Extracted text ->
========================================================================

[1984:] This is a lengthy ballad. Jane Turriff, formerly of Fetterangus but now living in Mintlaw, has 52 verses, but for reasons of time she usually cuts it to about a third of this length. She assumes that her audience knows the story. The verses cut include those describing the physical brutality; says Jane, "I don't like to sing that verses". [...] This dreadful story is based on historical fact. [Proof: the gravestone ...] Child remarks, "... the gentleness and fidelity of Annie under the brutal behaviour of her family are genuinely pathetic, and justify the remarkable popularity which the ballad has enjoyed in the north of Scotland". One's first reaction might be that "pathetic" is the word in more senses than one: the slang meaning appears applicable to Annie's passivity. But on second thoughts, what more could she have done? She tries three times to warn Andra of the fate in store for her during his absence, but he ignores this warning.

========================================================================

Source data ->

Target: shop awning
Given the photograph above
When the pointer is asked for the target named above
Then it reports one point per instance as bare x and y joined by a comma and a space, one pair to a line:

========================================================================

Short problem ->
Answer these questions from the text about the ballad above.
1. Where does Jane Turriff now live?
2. How many verses does her version of the ballad have?
3. How many times does Annie try to warn Andra?

Result of the task ->
1. Mintlaw
2. 52
3. Three times